▸ **Exercise instructions**: Return, word for word, every line below that contains the word "shirt".

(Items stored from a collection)

+ + + + +

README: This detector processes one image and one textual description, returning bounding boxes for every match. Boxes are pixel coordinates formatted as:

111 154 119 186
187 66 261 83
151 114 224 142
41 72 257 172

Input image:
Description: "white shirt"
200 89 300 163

+ + + + +

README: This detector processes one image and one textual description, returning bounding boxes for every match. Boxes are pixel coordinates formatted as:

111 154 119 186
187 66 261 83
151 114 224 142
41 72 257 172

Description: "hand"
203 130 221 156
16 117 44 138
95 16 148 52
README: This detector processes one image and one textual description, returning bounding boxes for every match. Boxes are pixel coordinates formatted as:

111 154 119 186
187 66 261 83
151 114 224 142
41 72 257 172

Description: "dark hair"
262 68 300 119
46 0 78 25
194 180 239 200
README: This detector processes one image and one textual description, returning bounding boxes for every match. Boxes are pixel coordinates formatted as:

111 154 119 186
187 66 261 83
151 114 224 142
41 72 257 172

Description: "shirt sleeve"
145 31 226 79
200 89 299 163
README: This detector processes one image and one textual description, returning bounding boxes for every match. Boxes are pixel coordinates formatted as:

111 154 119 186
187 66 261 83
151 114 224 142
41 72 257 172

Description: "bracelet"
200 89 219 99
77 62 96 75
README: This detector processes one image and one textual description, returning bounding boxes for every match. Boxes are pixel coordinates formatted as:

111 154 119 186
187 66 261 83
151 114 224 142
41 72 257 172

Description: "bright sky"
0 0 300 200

+ + + + +

▸ **Reply to the task**:
Description: "white shirt"
Description: "shirt sleeve"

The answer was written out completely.